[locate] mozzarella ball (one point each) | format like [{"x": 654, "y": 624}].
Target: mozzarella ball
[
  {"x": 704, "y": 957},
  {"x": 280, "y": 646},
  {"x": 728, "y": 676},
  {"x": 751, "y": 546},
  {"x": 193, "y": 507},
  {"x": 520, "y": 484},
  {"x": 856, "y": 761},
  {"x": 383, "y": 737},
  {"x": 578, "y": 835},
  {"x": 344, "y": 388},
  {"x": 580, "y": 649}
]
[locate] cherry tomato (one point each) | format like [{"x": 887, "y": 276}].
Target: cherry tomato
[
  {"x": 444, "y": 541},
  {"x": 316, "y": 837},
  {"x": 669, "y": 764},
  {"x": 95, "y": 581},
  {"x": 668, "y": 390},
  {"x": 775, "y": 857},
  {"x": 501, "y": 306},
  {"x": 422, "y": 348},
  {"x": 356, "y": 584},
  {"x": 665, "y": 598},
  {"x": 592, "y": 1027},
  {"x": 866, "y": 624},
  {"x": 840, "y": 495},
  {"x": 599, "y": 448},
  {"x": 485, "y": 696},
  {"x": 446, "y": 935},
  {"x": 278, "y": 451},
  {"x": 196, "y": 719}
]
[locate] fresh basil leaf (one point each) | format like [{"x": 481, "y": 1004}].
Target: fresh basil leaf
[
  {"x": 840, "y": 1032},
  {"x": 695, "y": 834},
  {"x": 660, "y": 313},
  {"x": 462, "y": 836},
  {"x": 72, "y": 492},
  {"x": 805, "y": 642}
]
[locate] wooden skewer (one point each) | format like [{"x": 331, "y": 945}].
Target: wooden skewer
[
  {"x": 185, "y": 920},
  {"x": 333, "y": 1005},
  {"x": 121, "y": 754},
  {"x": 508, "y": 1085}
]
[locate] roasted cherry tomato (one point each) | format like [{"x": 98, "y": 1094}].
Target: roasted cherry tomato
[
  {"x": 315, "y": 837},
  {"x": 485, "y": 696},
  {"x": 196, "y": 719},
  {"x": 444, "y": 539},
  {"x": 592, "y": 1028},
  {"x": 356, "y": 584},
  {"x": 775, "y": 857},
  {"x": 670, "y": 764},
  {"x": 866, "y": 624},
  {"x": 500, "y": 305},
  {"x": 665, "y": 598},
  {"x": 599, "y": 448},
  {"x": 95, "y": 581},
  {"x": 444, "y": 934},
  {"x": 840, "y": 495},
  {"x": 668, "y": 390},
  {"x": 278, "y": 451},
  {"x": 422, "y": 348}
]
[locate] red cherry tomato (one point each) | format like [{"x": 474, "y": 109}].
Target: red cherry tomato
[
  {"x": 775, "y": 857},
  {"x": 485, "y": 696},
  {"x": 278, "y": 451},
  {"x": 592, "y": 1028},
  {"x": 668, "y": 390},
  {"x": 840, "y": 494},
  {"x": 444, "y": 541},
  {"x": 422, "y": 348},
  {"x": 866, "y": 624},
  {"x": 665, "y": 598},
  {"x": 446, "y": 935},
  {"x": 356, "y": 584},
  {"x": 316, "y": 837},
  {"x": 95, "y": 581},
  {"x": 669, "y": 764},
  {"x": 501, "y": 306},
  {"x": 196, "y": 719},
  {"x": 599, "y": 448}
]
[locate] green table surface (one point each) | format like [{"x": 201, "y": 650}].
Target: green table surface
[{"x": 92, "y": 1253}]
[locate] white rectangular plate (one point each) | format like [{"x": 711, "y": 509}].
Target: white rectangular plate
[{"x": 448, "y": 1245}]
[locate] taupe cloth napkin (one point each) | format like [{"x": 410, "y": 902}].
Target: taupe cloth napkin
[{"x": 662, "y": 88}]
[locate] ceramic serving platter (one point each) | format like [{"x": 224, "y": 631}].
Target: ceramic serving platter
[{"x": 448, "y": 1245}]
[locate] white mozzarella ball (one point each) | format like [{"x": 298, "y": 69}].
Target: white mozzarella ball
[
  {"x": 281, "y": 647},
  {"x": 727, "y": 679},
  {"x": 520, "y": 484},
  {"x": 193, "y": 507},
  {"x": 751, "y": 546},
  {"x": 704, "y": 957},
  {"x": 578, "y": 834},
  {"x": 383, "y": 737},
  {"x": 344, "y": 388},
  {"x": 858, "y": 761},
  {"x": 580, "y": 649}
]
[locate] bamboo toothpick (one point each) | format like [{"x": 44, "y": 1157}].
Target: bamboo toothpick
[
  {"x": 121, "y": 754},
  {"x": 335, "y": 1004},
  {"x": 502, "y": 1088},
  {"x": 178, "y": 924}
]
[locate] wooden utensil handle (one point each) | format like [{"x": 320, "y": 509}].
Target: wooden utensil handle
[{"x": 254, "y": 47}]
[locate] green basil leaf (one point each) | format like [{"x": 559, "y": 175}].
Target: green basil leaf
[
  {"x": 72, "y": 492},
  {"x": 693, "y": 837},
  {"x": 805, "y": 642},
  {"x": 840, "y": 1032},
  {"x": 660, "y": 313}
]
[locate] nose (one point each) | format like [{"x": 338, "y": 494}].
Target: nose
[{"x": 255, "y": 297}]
+++
• _Task_
Copy all of the records above without changing a single character.

• _Answer in full_
[locate] mozzarella ball (one point each) | format like [{"x": 654, "y": 624}].
Target: mozzarella ball
[
  {"x": 704, "y": 957},
  {"x": 280, "y": 646},
  {"x": 728, "y": 676},
  {"x": 751, "y": 546},
  {"x": 193, "y": 507},
  {"x": 520, "y": 484},
  {"x": 856, "y": 761},
  {"x": 383, "y": 737},
  {"x": 578, "y": 835},
  {"x": 344, "y": 388},
  {"x": 580, "y": 649}
]
[locate] cherry tomato (one point each) | format like [{"x": 887, "y": 276}].
Target: cherry tomato
[
  {"x": 444, "y": 541},
  {"x": 316, "y": 837},
  {"x": 669, "y": 764},
  {"x": 95, "y": 581},
  {"x": 668, "y": 390},
  {"x": 775, "y": 857},
  {"x": 501, "y": 306},
  {"x": 422, "y": 348},
  {"x": 356, "y": 584},
  {"x": 665, "y": 598},
  {"x": 592, "y": 1027},
  {"x": 866, "y": 624},
  {"x": 840, "y": 495},
  {"x": 599, "y": 448},
  {"x": 485, "y": 696},
  {"x": 446, "y": 935},
  {"x": 278, "y": 451},
  {"x": 196, "y": 719}
]
[locate] fresh basil leaf (one point each) | format like [{"x": 481, "y": 1004}].
Target: fresh basil leaf
[
  {"x": 840, "y": 1032},
  {"x": 695, "y": 834},
  {"x": 660, "y": 313},
  {"x": 462, "y": 836},
  {"x": 72, "y": 492},
  {"x": 805, "y": 642}
]
[locate] wooden skewer (one point each) | format like [{"x": 331, "y": 945}].
Target: wooden skewer
[
  {"x": 185, "y": 920},
  {"x": 333, "y": 1005},
  {"x": 121, "y": 754},
  {"x": 508, "y": 1085}
]
[locate] roasted cherry tomato (one point each) | format like [{"x": 98, "y": 1094}].
Target: roasted cherry tomato
[
  {"x": 315, "y": 837},
  {"x": 485, "y": 696},
  {"x": 196, "y": 719},
  {"x": 444, "y": 539},
  {"x": 592, "y": 1028},
  {"x": 356, "y": 584},
  {"x": 775, "y": 857},
  {"x": 670, "y": 764},
  {"x": 866, "y": 624},
  {"x": 500, "y": 305},
  {"x": 665, "y": 598},
  {"x": 599, "y": 448},
  {"x": 95, "y": 581},
  {"x": 444, "y": 934},
  {"x": 840, "y": 495},
  {"x": 668, "y": 390},
  {"x": 278, "y": 451},
  {"x": 422, "y": 348}
]
[locate] red cherry tomato (one point each) | format like [{"x": 474, "y": 109}].
Target: red cherry tomato
[
  {"x": 775, "y": 857},
  {"x": 485, "y": 696},
  {"x": 278, "y": 451},
  {"x": 592, "y": 1028},
  {"x": 668, "y": 390},
  {"x": 840, "y": 494},
  {"x": 444, "y": 541},
  {"x": 422, "y": 348},
  {"x": 866, "y": 624},
  {"x": 665, "y": 598},
  {"x": 446, "y": 935},
  {"x": 356, "y": 584},
  {"x": 316, "y": 837},
  {"x": 95, "y": 581},
  {"x": 669, "y": 764},
  {"x": 501, "y": 306},
  {"x": 196, "y": 719},
  {"x": 599, "y": 448}
]
[locate] green table surface (one point each) | format like [{"x": 201, "y": 650}].
Target: green table surface
[{"x": 92, "y": 1253}]
[locate] white rectangular plate (one point each) | format like [{"x": 711, "y": 509}].
Target: white rectangular plate
[{"x": 448, "y": 1245}]
[locate] taupe cloth napkin (one point each) | format like [{"x": 410, "y": 902}].
Target: taupe cloth napkin
[{"x": 662, "y": 88}]
[locate] ceramic serving platter (one point each) | format like [{"x": 224, "y": 631}].
Target: ceramic serving platter
[{"x": 448, "y": 1245}]
[locate] white mozzarella ball (one point each) | format like [{"x": 298, "y": 69}].
Target: white mozzarella ball
[
  {"x": 281, "y": 647},
  {"x": 727, "y": 679},
  {"x": 520, "y": 484},
  {"x": 193, "y": 507},
  {"x": 751, "y": 546},
  {"x": 704, "y": 957},
  {"x": 578, "y": 834},
  {"x": 383, "y": 737},
  {"x": 344, "y": 388},
  {"x": 858, "y": 761},
  {"x": 580, "y": 649}
]
[locate] bamboo toothpick (one point each) | format like [{"x": 44, "y": 1157}].
Target: bamboo toothpick
[
  {"x": 121, "y": 754},
  {"x": 335, "y": 1004},
  {"x": 502, "y": 1088},
  {"x": 178, "y": 924}
]
[locate] wooden utensil handle (one point each) | format like [{"x": 320, "y": 509}].
Target: wooden utensil handle
[{"x": 254, "y": 47}]
[locate] green basil leaf (one point each) | format like [{"x": 559, "y": 175}].
Target: green basil leaf
[
  {"x": 72, "y": 492},
  {"x": 693, "y": 837},
  {"x": 805, "y": 642},
  {"x": 840, "y": 1032},
  {"x": 660, "y": 313}
]
[locate] nose (one point each) | format like [{"x": 338, "y": 494}].
Target: nose
[{"x": 255, "y": 297}]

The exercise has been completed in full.